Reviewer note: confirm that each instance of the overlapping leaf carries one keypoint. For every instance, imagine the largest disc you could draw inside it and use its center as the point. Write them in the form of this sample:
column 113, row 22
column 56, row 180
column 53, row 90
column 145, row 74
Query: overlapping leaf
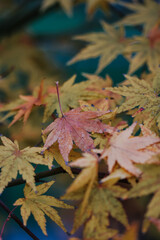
column 144, row 53
column 140, row 93
column 39, row 205
column 54, row 153
column 125, row 150
column 74, row 126
column 24, row 109
column 102, row 203
column 106, row 45
column 12, row 160
column 70, row 93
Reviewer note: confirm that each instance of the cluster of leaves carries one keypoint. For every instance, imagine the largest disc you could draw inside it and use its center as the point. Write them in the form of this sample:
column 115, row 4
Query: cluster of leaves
column 85, row 128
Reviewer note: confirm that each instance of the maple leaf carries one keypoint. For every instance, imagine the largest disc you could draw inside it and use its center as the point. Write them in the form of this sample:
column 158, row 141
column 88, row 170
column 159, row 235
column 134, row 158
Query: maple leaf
column 65, row 4
column 124, row 149
column 146, row 14
column 12, row 160
column 54, row 153
column 144, row 52
column 102, row 204
column 140, row 93
column 39, row 205
column 88, row 176
column 24, row 109
column 92, row 5
column 74, row 126
column 70, row 93
column 97, row 95
column 130, row 234
column 106, row 45
column 149, row 183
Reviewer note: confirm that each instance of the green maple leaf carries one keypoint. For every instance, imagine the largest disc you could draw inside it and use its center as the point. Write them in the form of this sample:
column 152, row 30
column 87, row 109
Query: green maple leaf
column 39, row 205
column 140, row 94
column 102, row 203
column 70, row 93
column 144, row 53
column 65, row 4
column 12, row 160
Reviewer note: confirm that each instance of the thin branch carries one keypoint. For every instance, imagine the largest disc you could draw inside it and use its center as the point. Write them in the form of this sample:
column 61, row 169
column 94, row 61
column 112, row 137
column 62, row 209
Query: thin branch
column 43, row 174
column 17, row 220
column 7, row 219
column 49, row 173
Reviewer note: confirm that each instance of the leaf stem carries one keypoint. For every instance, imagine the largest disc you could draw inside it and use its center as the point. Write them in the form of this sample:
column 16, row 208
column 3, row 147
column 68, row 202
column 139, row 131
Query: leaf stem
column 7, row 219
column 17, row 220
column 57, row 88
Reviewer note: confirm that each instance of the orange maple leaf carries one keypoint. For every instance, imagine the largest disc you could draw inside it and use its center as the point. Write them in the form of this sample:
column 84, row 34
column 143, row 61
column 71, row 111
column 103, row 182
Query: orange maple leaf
column 74, row 126
column 26, row 108
column 125, row 150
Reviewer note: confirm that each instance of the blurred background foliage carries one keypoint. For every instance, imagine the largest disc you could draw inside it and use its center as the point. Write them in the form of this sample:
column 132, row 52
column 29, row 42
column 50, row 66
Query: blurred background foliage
column 36, row 42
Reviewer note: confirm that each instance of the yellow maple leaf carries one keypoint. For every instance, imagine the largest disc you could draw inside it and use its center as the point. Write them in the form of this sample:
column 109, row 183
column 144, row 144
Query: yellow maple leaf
column 107, row 45
column 54, row 153
column 102, row 203
column 65, row 4
column 142, row 94
column 12, row 160
column 125, row 150
column 88, row 176
column 39, row 205
column 145, row 52
column 70, row 93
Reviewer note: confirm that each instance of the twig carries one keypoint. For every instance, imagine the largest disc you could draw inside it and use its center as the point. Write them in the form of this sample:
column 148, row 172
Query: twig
column 49, row 173
column 17, row 220
column 7, row 219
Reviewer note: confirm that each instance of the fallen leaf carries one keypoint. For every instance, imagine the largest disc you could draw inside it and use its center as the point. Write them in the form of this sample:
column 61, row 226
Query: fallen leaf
column 74, row 126
column 39, row 205
column 125, row 150
column 12, row 160
column 65, row 4
column 25, row 109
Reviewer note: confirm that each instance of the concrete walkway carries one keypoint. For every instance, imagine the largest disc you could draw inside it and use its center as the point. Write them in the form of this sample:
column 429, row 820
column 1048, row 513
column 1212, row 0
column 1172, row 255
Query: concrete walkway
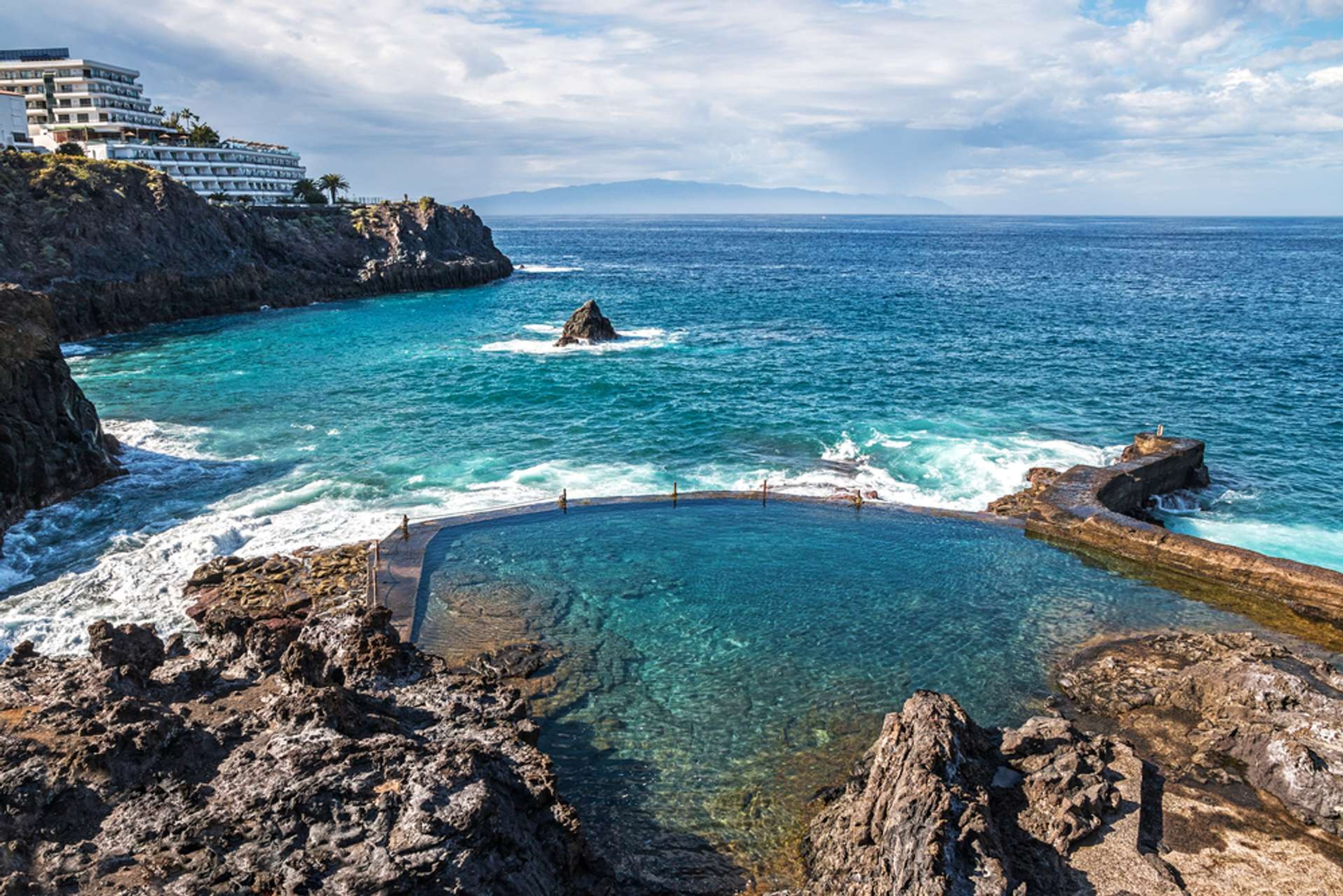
column 401, row 565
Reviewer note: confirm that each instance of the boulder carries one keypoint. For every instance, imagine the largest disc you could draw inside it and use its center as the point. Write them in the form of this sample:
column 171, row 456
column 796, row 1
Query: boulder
column 939, row 805
column 134, row 648
column 588, row 326
column 1227, row 709
column 358, row 766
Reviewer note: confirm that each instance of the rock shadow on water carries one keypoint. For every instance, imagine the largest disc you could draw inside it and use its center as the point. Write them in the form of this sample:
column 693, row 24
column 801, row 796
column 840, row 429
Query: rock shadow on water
column 496, row 626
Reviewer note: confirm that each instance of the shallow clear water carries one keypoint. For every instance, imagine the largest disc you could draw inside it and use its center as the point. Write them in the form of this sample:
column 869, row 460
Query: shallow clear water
column 723, row 660
column 931, row 359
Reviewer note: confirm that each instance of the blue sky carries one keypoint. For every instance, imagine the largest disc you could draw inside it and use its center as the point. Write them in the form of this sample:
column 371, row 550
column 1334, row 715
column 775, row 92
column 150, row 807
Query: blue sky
column 1106, row 107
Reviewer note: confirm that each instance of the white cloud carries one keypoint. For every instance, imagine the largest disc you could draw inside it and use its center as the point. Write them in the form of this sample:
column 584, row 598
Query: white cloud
column 460, row 99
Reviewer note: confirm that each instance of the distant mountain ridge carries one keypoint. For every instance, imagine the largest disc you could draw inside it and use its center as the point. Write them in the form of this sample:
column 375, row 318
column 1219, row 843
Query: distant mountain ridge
column 657, row 197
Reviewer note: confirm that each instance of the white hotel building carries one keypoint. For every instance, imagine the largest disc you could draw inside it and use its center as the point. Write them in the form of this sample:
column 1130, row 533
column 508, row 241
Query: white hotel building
column 14, row 121
column 104, row 108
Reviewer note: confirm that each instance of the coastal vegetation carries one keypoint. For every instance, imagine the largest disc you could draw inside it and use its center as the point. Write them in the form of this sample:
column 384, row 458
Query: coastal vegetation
column 334, row 185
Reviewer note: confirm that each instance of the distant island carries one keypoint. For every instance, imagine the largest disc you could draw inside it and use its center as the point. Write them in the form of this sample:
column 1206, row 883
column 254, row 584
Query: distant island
column 657, row 197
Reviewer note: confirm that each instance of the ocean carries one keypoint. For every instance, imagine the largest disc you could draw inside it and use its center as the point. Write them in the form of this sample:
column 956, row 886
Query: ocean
column 932, row 361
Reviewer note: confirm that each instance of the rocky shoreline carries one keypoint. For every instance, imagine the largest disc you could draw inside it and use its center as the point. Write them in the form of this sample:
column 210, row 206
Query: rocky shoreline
column 294, row 745
column 135, row 248
column 51, row 442
column 94, row 248
column 1106, row 511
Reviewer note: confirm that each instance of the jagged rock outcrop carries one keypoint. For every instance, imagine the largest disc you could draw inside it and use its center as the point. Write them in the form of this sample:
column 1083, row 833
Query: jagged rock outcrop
column 334, row 761
column 1023, row 503
column 119, row 246
column 304, row 582
column 940, row 805
column 1106, row 511
column 1227, row 709
column 588, row 326
column 51, row 444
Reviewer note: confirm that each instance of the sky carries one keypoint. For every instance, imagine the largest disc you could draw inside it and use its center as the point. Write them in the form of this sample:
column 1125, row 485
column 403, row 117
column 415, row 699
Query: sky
column 1040, row 107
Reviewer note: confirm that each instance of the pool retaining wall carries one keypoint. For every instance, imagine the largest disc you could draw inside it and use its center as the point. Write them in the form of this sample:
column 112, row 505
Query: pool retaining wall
column 1090, row 507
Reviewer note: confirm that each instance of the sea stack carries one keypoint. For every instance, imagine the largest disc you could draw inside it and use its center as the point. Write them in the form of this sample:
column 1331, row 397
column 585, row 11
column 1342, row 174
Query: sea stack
column 588, row 326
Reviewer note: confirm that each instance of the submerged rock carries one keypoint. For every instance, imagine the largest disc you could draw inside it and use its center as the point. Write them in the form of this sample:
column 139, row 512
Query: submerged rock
column 588, row 326
column 1023, row 503
column 1228, row 709
column 355, row 765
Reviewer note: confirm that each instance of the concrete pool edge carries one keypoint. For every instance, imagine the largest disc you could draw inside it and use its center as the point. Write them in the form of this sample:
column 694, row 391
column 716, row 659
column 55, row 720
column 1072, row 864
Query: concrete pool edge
column 401, row 555
column 1129, row 547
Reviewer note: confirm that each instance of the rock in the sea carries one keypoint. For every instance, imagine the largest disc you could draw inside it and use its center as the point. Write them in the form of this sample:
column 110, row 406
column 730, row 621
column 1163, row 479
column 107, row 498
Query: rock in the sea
column 939, row 805
column 588, row 326
column 355, row 766
column 1021, row 503
column 129, row 647
column 1225, row 709
column 51, row 442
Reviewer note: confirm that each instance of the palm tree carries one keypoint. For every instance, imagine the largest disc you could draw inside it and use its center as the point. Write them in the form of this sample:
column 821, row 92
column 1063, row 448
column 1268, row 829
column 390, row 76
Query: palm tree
column 334, row 185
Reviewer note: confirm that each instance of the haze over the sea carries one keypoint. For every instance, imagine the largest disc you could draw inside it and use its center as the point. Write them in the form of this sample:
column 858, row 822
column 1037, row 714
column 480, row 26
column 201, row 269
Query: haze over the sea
column 1110, row 107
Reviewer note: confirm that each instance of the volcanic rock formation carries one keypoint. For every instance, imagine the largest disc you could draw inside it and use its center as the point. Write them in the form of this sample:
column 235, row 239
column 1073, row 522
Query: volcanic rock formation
column 939, row 805
column 277, row 757
column 119, row 246
column 1229, row 709
column 588, row 326
column 51, row 444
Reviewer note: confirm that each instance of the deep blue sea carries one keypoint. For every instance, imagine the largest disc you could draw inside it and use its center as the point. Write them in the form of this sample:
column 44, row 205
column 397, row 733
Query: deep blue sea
column 929, row 359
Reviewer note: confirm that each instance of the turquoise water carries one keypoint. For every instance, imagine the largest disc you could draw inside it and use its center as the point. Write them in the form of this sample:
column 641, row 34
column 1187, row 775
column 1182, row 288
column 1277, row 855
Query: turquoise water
column 723, row 660
column 929, row 359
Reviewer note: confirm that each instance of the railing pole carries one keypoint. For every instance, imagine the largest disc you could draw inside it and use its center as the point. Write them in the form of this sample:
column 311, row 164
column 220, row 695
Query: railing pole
column 372, row 574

-------------------------

**Goal of the exercise**.
Leave out every line above except those from the line with "Reviewer note: confirm that each instance of the distant island" up to and including the line with "column 210, row 206", and copy those exactly.

**Problem solution**.
Reviewer note: confirm that each instance of the distant island carries one keypoint. For every instance, imagine the largest disc you could draw inside it and use its center as the point. Write them in the form of this sample:
column 1206, row 883
column 254, row 584
Query: distant island
column 657, row 197
Reviewer note: confirm that each instance of the ocean carries one keypoint. For every instance, imagine the largest disc you could draw inside it and use its center as the point. Write them in the form of this sample:
column 956, row 886
Query: ocean
column 932, row 361
Reviewer note: confirm that each instance of the rocky shoreline carries one keypoint. For every instance, imagine the largest disc you could draw inside it and use its center as the point. Write them in the form of this sample:
column 210, row 206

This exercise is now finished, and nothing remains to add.